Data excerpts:
▼▼▼

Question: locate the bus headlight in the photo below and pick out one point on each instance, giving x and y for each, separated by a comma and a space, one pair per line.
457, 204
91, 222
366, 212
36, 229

▲▲▲

Exercise requirements:
Repeat every record, keeping each line exactly as it is.

Completed task:
Question: locate the bus headlight in the photo below and pick out one point on each instance, giving x and y for each, separated by a comma and a space, one pair per line.
457, 204
91, 222
366, 212
36, 229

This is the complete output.